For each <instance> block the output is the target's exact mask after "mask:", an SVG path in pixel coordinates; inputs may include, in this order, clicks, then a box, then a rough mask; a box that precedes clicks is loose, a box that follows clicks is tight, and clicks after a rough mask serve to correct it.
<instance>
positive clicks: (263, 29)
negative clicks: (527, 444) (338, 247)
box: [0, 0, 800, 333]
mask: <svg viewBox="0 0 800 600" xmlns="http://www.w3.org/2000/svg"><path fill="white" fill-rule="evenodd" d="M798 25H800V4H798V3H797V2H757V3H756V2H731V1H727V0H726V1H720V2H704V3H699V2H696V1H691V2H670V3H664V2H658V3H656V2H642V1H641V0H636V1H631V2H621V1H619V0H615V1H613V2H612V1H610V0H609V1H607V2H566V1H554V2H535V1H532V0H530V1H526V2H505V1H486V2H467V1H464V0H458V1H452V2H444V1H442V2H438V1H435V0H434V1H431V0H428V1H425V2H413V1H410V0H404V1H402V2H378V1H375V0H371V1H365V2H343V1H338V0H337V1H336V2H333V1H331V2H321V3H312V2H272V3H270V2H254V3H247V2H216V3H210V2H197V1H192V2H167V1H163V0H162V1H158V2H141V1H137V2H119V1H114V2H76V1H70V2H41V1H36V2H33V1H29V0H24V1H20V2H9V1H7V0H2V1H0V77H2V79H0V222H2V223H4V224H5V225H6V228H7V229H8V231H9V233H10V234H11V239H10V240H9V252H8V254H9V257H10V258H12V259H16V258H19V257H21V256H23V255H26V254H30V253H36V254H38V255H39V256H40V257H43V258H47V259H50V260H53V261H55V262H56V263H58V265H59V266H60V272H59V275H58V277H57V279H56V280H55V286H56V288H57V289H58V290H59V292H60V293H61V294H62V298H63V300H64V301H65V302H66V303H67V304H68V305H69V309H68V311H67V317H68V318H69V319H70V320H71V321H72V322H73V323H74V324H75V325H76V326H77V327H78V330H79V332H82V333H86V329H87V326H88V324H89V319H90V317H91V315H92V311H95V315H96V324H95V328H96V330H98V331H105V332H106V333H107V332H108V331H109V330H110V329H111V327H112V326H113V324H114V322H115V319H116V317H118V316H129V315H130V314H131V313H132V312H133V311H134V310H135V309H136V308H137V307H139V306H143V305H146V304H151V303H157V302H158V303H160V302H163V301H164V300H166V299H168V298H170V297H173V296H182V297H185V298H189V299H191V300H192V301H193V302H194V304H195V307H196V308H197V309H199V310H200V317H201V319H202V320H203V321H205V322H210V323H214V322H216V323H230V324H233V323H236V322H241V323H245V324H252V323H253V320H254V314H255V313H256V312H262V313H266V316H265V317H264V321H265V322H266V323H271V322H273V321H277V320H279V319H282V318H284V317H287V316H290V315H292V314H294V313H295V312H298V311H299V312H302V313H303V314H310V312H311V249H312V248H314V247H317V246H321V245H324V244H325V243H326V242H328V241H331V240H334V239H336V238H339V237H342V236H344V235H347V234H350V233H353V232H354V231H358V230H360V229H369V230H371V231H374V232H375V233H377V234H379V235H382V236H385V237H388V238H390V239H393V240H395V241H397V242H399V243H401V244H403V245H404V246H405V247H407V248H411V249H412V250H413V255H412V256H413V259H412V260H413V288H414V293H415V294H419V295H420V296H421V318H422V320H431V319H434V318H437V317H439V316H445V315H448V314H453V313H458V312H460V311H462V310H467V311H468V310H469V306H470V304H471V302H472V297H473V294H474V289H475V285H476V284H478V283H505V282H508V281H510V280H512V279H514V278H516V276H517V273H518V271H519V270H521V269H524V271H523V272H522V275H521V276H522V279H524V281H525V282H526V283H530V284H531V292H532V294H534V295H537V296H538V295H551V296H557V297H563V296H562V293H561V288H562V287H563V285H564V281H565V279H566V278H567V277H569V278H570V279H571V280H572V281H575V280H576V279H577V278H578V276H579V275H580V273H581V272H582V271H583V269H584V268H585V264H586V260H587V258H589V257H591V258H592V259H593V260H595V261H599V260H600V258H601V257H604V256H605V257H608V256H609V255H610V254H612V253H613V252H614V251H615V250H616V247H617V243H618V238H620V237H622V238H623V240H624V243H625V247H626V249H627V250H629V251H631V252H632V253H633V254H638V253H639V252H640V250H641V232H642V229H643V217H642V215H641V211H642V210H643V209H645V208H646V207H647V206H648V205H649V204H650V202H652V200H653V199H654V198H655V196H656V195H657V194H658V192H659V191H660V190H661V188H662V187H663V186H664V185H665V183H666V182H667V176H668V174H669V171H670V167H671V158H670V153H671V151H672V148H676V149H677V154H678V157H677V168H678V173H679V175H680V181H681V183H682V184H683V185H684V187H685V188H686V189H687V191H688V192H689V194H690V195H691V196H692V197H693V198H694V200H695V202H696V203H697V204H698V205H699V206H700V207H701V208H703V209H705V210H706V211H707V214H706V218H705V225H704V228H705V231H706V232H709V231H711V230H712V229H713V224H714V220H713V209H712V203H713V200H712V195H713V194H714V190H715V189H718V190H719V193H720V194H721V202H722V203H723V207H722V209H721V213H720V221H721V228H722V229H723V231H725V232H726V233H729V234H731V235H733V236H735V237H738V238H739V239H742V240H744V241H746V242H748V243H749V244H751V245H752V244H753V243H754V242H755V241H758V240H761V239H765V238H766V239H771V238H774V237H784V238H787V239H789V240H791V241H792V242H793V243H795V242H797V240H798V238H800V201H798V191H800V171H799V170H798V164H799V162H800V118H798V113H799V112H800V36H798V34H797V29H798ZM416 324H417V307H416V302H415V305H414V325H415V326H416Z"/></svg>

» What you need to do
Exactness is what counts here: write out every record again.

» Response to the task
For each <instance> block the output is the target's exact mask after "mask:", an SVG path in pixel coordinates; inputs may include, in this order, clicks, then a box, then a rough mask; a box that precedes clicks is loose, a box that follows clicks is tight, and clicks after a rough mask serve to correct it.
<instance>
positive clicks: (263, 29)
negative clicks: (527, 444) (338, 247)
box: [0, 0, 800, 333]
mask: <svg viewBox="0 0 800 600" xmlns="http://www.w3.org/2000/svg"><path fill="white" fill-rule="evenodd" d="M798 25H800V4H798V3H797V2H757V3H756V2H731V1H727V0H726V1H720V2H704V3H699V2H696V1H691V2H670V3H664V2H658V3H656V2H642V1H641V0H636V1H631V2H621V1H619V0H615V1H613V2H612V1H610V0H609V1H607V2H566V1H554V2H535V1H532V0H530V1H526V2H505V1H486V2H467V1H464V0H458V1H452V2H444V1H442V2H438V1H435V0H434V1H431V0H428V1H425V2H413V1H410V0H404V1H402V2H378V1H375V0H371V1H365V2H343V1H338V0H337V1H336V2H333V1H331V2H321V3H312V2H272V3H270V2H254V3H247V2H216V3H210V2H197V1H192V2H167V1H163V0H162V1H158V2H141V1H137V2H119V1H114V2H76V1H70V2H41V1H36V2H33V1H29V0H24V1H20V2H9V1H7V0H2V1H0V77H2V79H0V222H2V223H4V224H5V225H6V228H7V229H8V231H9V233H10V234H11V239H10V240H9V252H8V254H9V257H10V258H12V259H16V258H19V257H21V256H23V255H26V254H30V253H36V254H38V255H39V256H40V257H43V258H47V259H50V260H53V261H55V262H56V263H58V265H59V266H60V272H59V275H58V277H57V279H56V280H55V286H56V288H57V289H58V290H59V292H60V293H61V294H62V298H63V300H64V301H65V302H66V303H67V304H68V305H69V309H68V311H67V317H68V318H69V319H70V320H71V321H72V322H73V323H74V324H75V325H76V326H77V327H78V330H79V332H82V333H86V329H87V326H88V324H89V319H90V317H91V315H92V311H95V315H96V324H95V328H96V330H98V331H105V332H106V333H107V332H108V331H109V330H110V329H111V327H112V326H113V324H114V322H115V319H116V317H118V316H129V315H130V314H131V313H132V312H133V311H134V310H135V309H136V308H137V307H139V306H143V305H146V304H151V303H157V302H158V303H160V302H163V301H164V300H166V299H168V298H170V297H173V296H182V297H185V298H189V299H191V300H192V301H193V302H194V304H195V307H196V308H197V309H199V310H200V317H201V319H202V320H203V321H205V322H210V323H214V322H216V323H230V324H233V323H236V322H241V323H245V324H252V323H253V320H254V314H255V313H256V312H262V313H266V316H265V317H264V321H265V322H266V323H271V322H273V321H277V320H279V319H282V318H284V317H287V316H290V315H292V314H294V313H295V312H298V311H299V312H302V313H303V314H310V312H311V249H312V248H314V247H317V246H321V245H324V244H325V243H326V242H328V241H331V240H334V239H336V238H339V237H342V236H344V235H347V234H350V233H353V232H354V231H358V230H360V229H369V230H371V231H374V232H375V233H377V234H379V235H382V236H385V237H388V238H390V239H393V240H395V241H397V242H399V243H401V244H403V245H404V246H405V247H407V248H411V249H412V250H413V255H412V256H413V259H412V260H413V288H414V293H415V294H419V295H420V296H421V318H422V320H431V319H434V318H437V317H439V316H445V315H448V314H453V313H458V312H460V311H462V310H467V311H468V310H469V306H470V304H471V302H472V297H473V294H474V289H475V285H476V284H478V283H505V282H508V281H510V280H512V279H514V278H516V276H517V273H518V271H519V270H521V269H524V271H523V272H522V275H521V276H522V279H524V281H525V282H526V283H530V284H531V292H532V294H534V295H537V296H538V295H551V296H557V297H563V296H562V293H561V288H562V287H563V285H564V281H565V279H566V278H567V277H569V278H570V279H571V280H572V281H575V280H576V279H577V278H578V276H579V275H580V273H581V272H582V271H583V269H584V268H585V264H586V260H587V258H589V257H591V258H592V259H593V260H595V261H599V260H600V258H601V257H604V256H605V257H608V256H609V255H610V254H612V253H613V252H614V251H615V250H616V247H617V243H618V238H620V237H622V238H623V240H624V243H625V247H626V249H627V250H629V251H631V252H632V253H633V254H638V253H639V252H640V250H641V232H642V229H643V217H642V215H641V211H642V210H643V209H645V208H646V207H647V206H648V205H649V204H650V202H652V200H653V199H654V198H655V196H656V195H657V194H658V192H659V191H660V190H661V188H662V187H663V186H664V185H665V183H666V182H667V176H668V174H669V171H670V167H671V158H670V153H671V151H672V148H676V149H677V154H678V157H677V168H678V173H679V175H680V181H681V183H682V184H683V185H684V187H685V188H686V189H687V191H688V192H689V194H690V195H691V196H692V197H693V198H694V200H695V202H696V203H697V204H698V205H699V206H700V207H701V208H703V209H705V210H706V211H707V214H706V218H705V225H704V228H705V231H706V232H709V231H711V230H712V229H713V224H714V220H713V209H712V203H713V200H712V195H713V194H714V190H715V189H718V190H719V193H720V194H721V202H722V203H723V207H722V209H721V213H720V221H721V228H722V229H723V231H725V232H726V233H729V234H731V235H733V236H735V237H738V238H739V239H742V240H744V241H746V242H748V243H749V244H751V245H752V244H753V243H754V242H755V241H758V240H761V239H765V238H766V239H771V238H774V237H784V238H787V239H789V240H791V241H792V242H793V243H795V242H797V240H798V238H800V201H798V191H800V171H799V170H798V164H799V162H800V118H798V113H799V112H800V36H798V34H797V29H798ZM416 324H417V307H416V302H415V305H414V325H415V326H416Z"/></svg>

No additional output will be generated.